PROBLEM REQUIREMENTS: Write what comes next in the piece on Judge Rakoff's rejection of the Citigroup settlement with the SEC, picking up after its final sentence.

DOCUMENT EXCERPT:
— begin —

According to the November 29th
wsj.com article, “Citi Ruling Could Chill SEC, Street Legal Pacts”, U.S. District Judge Jed S. Rakoff rejected a nearly $300 million deal made by Citigroup Inc. to settle civil fraud charges filed by the Securities and Exchange Commission, calling it “neither fair, nor reasonable, nor adequate, nor in the public interest.”
However, the deal was agreed upon earlier this year, following the SEC's accusations that Citi had sold investors part and parcel of a $1 billion mortgage bond deal termed Class V Funding III; Citi failed to disclose it was “betting against $500 million of those assets,” per the wsj.com article.
Judge Rakoff is known for speaking out against SEC settlements. In this case, he focused on, per the article, the standard language utilized by the SEC in settlements such as these for nearly fifty years; it could seemingly almost be deemed a ‘loophole' for Wall Street. Per the article, “this standard formula, in which the firm neither admits nor denies wrongdoing, was “hallowed by history, but not by reason,” Judge Rakoff was quoted as saying.
“If the allegations of the complaint are true, this is a very good deal for Citigroup; and, even if they are untrue, it is a mild and modest cost of doing business,” Judge Rakoff said.
Judge Rakoff also went on to say the advantages were obvious for Wall Street firms, of being allowed to settle allegations of fraud without admitting to any wrongdoing – they could be used in private class action suits.
In addition, Rakoff was quoted as saying, that “other than a quick headline”, it was more difficult to understand how the SEC was benefiting from the deal.
A Citi spokeswoman said in the wsj.com article: “We respectfully disagree with the Court's ruling. We believe the proposed settlement is a fair and reasonable resolution to the SEC's allegation of negligence, which relates to a five-year-old transaction. We also believe the settlement fully complies with long-established legal standards.”
Robert Khuzami, director of enforcement at the SEC, was quoted as having said of Judge Rakoff's ruling that it “ignores decades of established practice throughout federal agencies and decisions of the federal courts.” He is against bringing a case to trial just because a firm refuses to admit to wrongdoing because it would tax the resources of the SEC, and ultimately cause other fraud investigations to suffer.

— end —

COLLECTED DATA:
— begin —

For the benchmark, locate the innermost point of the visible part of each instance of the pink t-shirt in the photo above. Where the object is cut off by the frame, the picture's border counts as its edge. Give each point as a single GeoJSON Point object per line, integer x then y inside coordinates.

— end —

ANSWER FOR THIS EXERCISE:
So, could Judge Rakoff's ruling be setting a major precedent, one that could lead to increased liability for Wall Street, as well as increased legal fees for companies, federal agencies, and an overall impediment to the resolution of securities cases? Some lawyers think so.
Joseph Grundfest, a law professor at Stanford University, and who served as an SEC commissioner for approximately five years, was quoted as saying: “Judge Rakoff's decision will likely be troubling to the entire federal government, and not just the SEC. By his logic, it's hard ever to support any settlement without a trial. So, will the federal courts be jammed with trials so that judges can know the ‘truth' because they are unwilling to accept allegations negotiated in the shadow of a trial?”
However, others, such as John Coffee, a law professor at Columbia University and admitted friend of Judge Rakoff, was quoted as saying: “Federal agencies learn, sometimes painfully, that you can't treat judges as though they're rubber stamps.”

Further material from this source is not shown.